▸ What you need to do: Starting with the row that contains "Reviewer note: make sure each instance of the pine" and ending after the row that contains "[(82, 215)]", present these rows as a numbered list. Omit any blank lines.

▸ Data to process:
[start]
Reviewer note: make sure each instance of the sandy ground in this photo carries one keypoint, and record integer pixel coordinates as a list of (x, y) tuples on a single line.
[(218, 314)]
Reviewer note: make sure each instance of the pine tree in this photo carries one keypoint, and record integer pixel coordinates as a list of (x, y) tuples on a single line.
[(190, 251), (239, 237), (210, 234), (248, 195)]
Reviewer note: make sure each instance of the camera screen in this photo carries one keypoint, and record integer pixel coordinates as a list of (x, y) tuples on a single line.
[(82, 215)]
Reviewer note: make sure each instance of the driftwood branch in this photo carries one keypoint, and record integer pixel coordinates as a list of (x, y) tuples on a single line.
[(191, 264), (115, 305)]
[end]
▸ The response:
1. Reviewer note: make sure each instance of the pine tree in this photo carries one keypoint, and record integer pixel coordinates as a list of (x, y) tuples on a single line.
2. [(190, 251), (239, 237), (210, 234), (248, 195)]
3. Reviewer note: make sure each instance of the camera screen in this photo carries one keypoint, and record integer pixel coordinates as a list of (x, y) tuples on a single line.
4. [(82, 215)]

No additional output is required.